Shrinkflation : comparaison entre la France et l’Autriche
La réduflation, ou « shrinkflation », est de plus en plus encadrée à l’échelle européenne. Après l’obligation d’information imposée aux distributeurs en France depuis le 1er juillet 2024, l’Autriche renforce à son tour la transparence avec l’adoption de « l’Anti-Mogelpackungs-Gesetz » (loi contre les emballages trompeurs), applicable depuis le 1er avril 2026.
Cette analyse comparative des dispositifs français et autrichien a été préparée en collaboration avec le cabinet autrichien bpv Hügel, membre du DLN – Distribution Law Network, dont fait également partie Loi & Stratégies.
Le principe commun : informer le consommateur en cas de réduction de quantité
Dans les deux pays, la « shrinkflation » désigne la pratique commerciale par laquelle le prix d’un produit augmente, ou reste identique, alors que la quantité vendue diminue.
En France, depuis le 1er juillet 2024, les distributeurs doivent informer les consommateurs lorsque la quantité d’un produit a diminué alors qu’il est vendu au même prix, ou à un prix supérieur. La mention suivante doit figurer sur le produit : « Pour ce produit, la quantité vendue est passée de X à Y (poids ou volume) / unités, et son prix au [unité de mesure concernée] a augmenté de … % ou de … €. »
En Autriche, la nouvelle loi impose aux distributeurs concernés d’indiquer clairement lorsque la quantité nette d’un produit a été réduite, et lorsque la présentation du produit est susceptible d’induire le consommateur en erreur en lui laissant croire que la quantité contenue dans l’emballage reste inchangée.

> **CONSIGNE**: Pouvez-vous prolonger le texte sur la shrinkflation en France et en Autriche à partir de sa dernière phrase ?

> **DONNÉES EXTRAITES**:
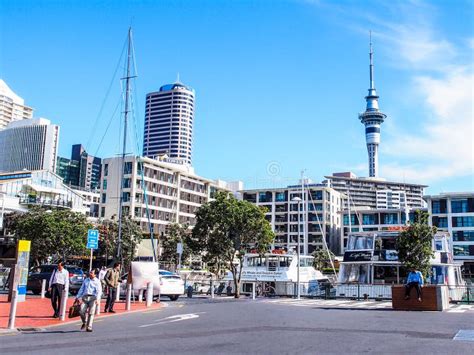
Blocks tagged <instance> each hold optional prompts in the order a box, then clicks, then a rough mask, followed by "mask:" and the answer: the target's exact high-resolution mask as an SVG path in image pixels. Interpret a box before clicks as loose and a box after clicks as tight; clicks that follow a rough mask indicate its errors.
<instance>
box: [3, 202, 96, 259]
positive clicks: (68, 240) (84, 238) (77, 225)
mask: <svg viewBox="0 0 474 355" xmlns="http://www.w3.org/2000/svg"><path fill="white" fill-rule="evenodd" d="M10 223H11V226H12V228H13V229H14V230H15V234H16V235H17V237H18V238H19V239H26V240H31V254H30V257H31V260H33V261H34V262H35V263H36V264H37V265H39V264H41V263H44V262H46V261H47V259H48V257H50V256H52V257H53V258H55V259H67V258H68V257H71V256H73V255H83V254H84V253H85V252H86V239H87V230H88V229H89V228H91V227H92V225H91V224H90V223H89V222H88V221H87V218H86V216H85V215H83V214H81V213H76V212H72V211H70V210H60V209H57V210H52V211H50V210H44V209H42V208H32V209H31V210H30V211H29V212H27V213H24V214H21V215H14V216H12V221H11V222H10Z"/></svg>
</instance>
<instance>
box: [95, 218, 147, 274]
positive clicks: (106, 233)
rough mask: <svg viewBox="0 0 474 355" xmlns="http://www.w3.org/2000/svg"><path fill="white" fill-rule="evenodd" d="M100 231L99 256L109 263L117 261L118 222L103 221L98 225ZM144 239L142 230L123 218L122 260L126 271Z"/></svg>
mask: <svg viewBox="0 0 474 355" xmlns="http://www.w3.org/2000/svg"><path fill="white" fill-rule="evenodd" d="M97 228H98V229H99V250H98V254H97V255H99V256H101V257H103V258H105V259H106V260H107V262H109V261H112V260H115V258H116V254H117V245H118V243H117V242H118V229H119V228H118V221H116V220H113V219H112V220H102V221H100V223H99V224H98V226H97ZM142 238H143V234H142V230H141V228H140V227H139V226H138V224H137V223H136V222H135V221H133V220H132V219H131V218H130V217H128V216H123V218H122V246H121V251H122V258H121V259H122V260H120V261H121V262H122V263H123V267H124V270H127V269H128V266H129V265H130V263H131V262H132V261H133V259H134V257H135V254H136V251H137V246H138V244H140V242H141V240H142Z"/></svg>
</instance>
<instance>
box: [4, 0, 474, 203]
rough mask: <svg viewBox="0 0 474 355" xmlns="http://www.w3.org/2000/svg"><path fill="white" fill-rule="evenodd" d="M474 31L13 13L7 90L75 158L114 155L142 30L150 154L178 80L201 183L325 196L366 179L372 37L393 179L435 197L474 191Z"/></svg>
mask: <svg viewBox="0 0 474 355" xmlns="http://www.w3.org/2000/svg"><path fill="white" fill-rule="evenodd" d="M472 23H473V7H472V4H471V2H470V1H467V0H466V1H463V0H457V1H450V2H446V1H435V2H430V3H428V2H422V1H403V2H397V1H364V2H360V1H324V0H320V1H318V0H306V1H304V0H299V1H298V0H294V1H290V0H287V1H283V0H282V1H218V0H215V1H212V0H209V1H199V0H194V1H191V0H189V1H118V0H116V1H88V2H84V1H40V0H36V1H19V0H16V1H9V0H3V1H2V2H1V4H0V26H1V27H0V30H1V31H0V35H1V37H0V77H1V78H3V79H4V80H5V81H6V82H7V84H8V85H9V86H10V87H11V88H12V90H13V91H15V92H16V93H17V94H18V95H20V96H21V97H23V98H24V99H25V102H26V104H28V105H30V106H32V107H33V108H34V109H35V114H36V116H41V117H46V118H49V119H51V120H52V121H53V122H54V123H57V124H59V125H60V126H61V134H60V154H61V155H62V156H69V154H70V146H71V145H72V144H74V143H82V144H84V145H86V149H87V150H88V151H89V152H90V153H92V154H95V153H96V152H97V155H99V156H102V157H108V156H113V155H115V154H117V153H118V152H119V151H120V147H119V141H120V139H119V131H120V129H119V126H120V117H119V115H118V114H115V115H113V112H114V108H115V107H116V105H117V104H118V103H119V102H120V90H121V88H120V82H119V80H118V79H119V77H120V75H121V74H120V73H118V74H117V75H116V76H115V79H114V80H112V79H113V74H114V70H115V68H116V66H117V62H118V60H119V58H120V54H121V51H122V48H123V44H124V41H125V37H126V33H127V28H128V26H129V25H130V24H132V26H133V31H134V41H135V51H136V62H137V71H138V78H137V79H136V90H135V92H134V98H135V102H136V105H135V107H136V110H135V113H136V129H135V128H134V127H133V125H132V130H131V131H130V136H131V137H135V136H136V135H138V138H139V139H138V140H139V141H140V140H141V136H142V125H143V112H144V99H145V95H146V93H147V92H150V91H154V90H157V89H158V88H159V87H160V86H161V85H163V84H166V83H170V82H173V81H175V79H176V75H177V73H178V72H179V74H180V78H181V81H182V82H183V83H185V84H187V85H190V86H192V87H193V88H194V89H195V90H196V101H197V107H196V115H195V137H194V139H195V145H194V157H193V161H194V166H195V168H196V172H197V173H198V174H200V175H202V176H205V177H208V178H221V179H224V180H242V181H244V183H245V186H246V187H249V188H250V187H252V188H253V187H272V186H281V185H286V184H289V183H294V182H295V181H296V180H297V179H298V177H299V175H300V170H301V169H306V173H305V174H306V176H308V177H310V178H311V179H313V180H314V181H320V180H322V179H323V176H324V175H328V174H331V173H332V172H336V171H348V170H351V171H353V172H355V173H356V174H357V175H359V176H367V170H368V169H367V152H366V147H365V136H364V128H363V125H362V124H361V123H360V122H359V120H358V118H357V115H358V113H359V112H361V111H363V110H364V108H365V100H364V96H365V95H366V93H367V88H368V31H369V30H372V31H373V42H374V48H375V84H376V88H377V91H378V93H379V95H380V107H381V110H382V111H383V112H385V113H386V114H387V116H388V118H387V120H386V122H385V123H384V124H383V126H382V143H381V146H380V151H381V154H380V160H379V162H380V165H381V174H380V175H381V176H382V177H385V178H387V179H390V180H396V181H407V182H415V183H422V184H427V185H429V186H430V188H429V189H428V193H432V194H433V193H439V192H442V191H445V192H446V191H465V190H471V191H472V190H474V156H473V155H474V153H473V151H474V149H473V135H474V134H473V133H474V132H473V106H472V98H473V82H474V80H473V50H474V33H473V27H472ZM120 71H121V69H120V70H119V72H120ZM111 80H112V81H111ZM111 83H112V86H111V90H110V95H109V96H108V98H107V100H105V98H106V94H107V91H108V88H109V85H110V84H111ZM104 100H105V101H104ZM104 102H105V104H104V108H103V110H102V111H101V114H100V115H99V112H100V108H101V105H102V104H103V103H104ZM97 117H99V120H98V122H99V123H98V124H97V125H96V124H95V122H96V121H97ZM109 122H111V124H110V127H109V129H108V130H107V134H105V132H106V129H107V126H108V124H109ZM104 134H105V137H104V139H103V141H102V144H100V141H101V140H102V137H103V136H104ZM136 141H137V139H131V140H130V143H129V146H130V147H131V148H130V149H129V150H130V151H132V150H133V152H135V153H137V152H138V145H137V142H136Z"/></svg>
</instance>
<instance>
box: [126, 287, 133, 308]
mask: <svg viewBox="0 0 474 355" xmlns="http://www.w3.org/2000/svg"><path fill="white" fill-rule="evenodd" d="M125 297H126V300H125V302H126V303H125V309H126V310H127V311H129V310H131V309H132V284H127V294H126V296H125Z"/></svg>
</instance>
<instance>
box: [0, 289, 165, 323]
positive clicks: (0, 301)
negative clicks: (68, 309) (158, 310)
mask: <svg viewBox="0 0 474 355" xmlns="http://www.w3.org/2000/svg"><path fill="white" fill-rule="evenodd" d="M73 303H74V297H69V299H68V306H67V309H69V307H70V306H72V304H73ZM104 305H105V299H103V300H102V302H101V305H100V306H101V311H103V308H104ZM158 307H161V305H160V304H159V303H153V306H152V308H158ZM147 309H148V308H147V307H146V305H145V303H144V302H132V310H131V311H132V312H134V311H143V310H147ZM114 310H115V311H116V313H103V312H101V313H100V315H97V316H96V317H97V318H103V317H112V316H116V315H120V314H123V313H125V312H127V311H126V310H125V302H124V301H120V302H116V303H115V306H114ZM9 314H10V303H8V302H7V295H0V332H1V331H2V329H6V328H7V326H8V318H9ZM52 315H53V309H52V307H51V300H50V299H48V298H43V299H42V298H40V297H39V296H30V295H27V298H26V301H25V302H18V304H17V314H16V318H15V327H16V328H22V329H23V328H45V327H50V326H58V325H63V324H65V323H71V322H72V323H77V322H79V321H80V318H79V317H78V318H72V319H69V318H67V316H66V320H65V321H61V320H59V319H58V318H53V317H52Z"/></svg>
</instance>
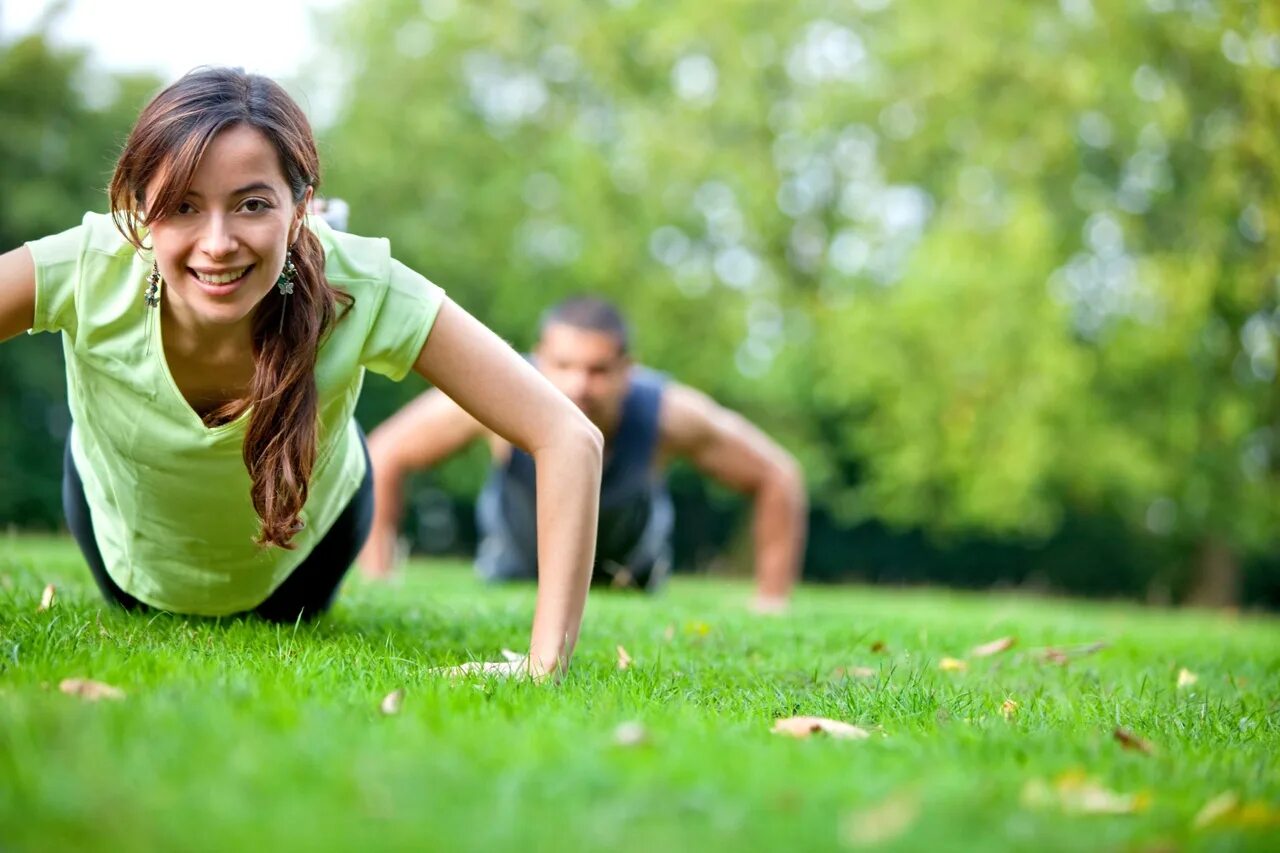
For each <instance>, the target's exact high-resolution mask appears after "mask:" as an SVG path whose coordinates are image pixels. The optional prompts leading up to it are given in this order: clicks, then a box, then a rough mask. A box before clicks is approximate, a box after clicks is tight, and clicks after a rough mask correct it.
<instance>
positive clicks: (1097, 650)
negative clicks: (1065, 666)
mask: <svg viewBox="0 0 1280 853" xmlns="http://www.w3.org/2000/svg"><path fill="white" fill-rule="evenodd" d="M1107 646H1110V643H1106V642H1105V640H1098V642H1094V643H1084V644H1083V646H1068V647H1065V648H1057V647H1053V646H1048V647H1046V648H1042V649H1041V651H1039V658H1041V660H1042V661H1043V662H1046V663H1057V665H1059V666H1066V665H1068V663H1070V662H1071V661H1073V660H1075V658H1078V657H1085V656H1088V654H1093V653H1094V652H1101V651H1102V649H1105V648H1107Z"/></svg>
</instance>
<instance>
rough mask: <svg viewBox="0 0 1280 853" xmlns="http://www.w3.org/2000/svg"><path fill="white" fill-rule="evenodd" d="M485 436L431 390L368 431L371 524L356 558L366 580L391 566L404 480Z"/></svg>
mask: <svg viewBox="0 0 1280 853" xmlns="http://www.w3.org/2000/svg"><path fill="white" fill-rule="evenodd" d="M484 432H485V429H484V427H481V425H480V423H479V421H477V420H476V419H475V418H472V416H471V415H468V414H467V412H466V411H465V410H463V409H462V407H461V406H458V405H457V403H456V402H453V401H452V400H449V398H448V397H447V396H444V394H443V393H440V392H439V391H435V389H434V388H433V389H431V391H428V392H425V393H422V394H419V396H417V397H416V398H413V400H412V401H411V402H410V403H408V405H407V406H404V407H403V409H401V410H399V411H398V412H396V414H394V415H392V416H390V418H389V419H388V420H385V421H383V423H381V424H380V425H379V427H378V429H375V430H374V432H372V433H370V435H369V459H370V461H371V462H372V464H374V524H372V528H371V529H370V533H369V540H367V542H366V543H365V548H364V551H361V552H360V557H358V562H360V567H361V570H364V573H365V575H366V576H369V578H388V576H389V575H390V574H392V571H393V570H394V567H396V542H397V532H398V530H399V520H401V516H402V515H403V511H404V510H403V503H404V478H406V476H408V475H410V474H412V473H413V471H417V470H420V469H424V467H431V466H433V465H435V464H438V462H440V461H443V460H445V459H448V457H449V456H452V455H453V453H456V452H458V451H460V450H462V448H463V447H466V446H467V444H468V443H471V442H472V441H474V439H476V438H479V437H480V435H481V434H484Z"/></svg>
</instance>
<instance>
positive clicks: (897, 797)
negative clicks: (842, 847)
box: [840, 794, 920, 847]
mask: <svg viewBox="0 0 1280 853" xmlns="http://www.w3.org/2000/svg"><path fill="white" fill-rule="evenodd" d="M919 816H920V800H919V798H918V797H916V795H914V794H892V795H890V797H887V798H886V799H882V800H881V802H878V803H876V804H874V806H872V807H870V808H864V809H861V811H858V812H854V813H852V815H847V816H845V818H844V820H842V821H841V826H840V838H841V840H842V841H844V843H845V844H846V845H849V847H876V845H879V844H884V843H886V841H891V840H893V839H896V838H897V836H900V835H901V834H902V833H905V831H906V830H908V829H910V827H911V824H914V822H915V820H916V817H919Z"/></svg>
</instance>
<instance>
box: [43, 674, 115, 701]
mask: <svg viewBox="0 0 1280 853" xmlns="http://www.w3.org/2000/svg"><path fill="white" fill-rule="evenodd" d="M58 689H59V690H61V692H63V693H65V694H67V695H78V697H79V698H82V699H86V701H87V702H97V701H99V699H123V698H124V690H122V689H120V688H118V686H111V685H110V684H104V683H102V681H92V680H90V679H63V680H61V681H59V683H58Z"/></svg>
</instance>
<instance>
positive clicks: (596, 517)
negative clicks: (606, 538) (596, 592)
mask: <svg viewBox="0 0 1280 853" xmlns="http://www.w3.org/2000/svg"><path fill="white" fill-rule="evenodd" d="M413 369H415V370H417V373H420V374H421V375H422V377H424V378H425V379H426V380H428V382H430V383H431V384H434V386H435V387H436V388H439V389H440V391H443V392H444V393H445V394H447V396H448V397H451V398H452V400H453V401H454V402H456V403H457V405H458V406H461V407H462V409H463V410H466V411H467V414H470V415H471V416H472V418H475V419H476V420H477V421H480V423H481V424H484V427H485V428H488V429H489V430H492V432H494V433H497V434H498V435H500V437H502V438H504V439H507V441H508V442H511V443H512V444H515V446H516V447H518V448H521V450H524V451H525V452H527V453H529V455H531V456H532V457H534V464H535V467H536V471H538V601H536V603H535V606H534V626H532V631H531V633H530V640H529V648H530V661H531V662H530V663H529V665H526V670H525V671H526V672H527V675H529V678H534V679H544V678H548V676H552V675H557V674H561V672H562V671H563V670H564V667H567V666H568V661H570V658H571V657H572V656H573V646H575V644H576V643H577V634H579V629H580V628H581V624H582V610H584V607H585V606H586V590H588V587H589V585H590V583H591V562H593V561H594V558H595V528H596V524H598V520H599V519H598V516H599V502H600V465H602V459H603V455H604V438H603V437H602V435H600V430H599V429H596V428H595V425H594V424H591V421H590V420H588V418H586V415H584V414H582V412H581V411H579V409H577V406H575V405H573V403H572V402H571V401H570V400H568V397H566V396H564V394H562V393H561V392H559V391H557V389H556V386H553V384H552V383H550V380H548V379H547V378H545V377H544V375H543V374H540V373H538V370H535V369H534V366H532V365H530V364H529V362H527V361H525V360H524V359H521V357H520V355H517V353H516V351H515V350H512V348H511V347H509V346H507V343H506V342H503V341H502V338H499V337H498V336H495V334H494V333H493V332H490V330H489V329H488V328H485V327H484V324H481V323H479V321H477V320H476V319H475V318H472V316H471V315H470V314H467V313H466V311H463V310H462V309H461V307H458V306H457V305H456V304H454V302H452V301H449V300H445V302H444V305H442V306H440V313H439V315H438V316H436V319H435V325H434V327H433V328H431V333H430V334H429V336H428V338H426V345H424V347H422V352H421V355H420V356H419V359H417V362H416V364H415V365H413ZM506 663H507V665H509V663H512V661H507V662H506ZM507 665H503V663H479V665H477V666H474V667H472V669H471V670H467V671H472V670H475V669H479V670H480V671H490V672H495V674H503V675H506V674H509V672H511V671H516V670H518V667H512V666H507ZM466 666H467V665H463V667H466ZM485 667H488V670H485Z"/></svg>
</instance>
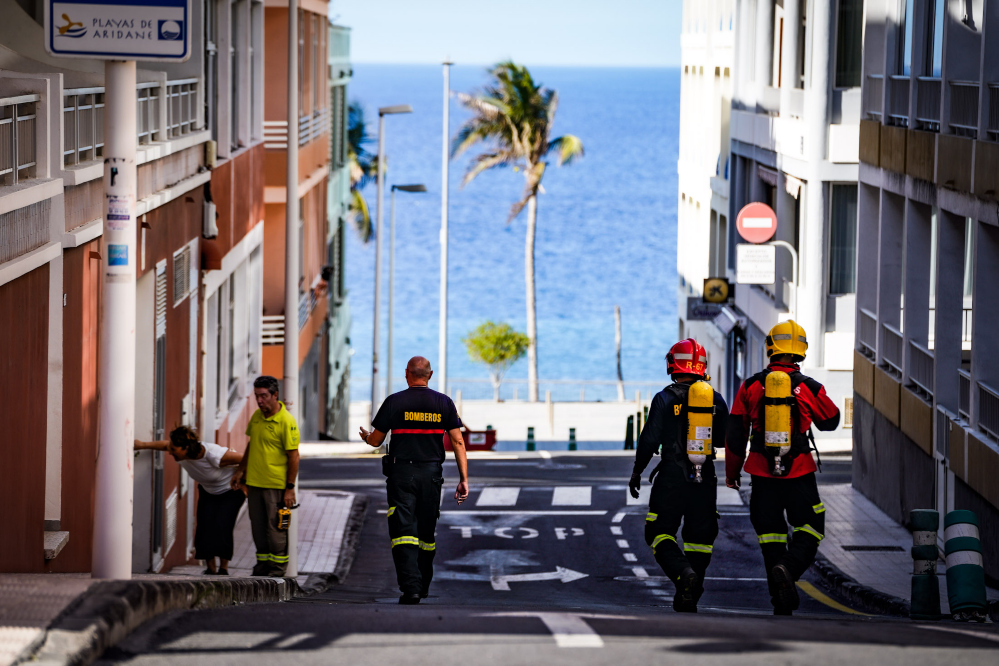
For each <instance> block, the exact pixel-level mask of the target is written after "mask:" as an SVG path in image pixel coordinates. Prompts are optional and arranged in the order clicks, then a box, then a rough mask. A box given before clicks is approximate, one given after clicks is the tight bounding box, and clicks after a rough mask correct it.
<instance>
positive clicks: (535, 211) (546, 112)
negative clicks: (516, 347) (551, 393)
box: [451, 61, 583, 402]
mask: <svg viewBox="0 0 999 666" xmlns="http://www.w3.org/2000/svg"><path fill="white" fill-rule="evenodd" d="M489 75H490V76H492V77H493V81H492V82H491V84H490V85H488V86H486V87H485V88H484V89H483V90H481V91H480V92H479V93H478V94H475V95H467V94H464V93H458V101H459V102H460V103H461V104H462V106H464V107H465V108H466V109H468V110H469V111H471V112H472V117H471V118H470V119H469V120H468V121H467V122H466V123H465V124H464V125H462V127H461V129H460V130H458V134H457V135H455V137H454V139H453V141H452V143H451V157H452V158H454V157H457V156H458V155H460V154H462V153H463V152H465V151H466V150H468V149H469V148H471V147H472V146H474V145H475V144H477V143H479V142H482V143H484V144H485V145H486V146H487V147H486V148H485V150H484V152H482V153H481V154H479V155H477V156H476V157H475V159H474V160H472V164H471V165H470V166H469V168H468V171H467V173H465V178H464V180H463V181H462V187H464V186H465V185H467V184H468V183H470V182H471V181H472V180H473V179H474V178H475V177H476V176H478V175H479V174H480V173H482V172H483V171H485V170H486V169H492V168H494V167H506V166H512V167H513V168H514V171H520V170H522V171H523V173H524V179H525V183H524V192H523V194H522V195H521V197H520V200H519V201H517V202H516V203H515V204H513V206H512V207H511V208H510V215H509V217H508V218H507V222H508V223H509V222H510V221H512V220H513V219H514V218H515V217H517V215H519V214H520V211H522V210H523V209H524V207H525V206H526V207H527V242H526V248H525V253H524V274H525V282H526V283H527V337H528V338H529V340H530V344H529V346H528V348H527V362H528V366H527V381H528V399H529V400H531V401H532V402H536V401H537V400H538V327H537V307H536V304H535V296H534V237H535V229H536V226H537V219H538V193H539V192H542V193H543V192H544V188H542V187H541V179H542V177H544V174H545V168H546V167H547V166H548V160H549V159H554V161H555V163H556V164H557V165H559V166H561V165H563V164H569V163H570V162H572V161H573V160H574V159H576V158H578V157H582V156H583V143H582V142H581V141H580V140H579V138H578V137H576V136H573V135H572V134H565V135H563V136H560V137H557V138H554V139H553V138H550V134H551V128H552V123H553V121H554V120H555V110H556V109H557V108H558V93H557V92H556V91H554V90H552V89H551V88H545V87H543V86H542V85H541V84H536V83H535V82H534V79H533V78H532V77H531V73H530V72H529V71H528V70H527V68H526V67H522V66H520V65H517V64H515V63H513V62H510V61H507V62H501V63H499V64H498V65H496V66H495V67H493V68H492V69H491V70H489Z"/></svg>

> **RÉPONSE**:
Les points communs entre les deux dispositifs
Champ d’application. Les deux législations visent les distributeurs à prédominance alimentaire disposant d’une surface de vente d’au moins 400 m². Sont concernés les produits de grande consommation préemballés soumis à l’obligation d’affichage du prix à l’unité, dès lors que deux conditions sont réunies : une réduction de la quantité et une augmentation du prix unitaire. Le commerce en ligne est exclu du champ d’application dans les deux pays.
Durée de l’obligation d’affichage. L’information doit être maintenue pendant deux mois en France, contre 60 jours en Autriche — des durées quasiment équivalentes.
Responsable de l’obligation. Dans les deux systèmes, c’est le distributeur qui est seul responsable du respect de cette obligation d’information. Toutefois, au sein de la relation commerciale, les fournisseurs doivent informer les distributeurs de tout changement affectant leurs produits (quantité, composition), avec un délai de prévenance suffisant.
Modalités de l’information. L’information doit être clairement visible, lisible et facilement compréhensible, par l’apposition d’étiquettes directement sur le produit, en rayon, ou à proximité immédiate.
Les différences entre les deux dispositifs
Champ d’application élargi en Autriche. La loi autrichienne s’applique également aux distributeurs alimentaires et aux drogueries, quelle que soit leur surface de vente, dès lors qu’ils appartiennent à une enseigne comptant au moins cinq points de vente.
La formulation de la mention. En France : « Pour ce produit, la quantité vendue est passée de X à Y, et son prix au … a augmenté de … % ou de … € ». En Autriche : « Attention : contenu réduit – prix plus élevé » (« Warnung: reduzierter Inhalt – höherer Preis »).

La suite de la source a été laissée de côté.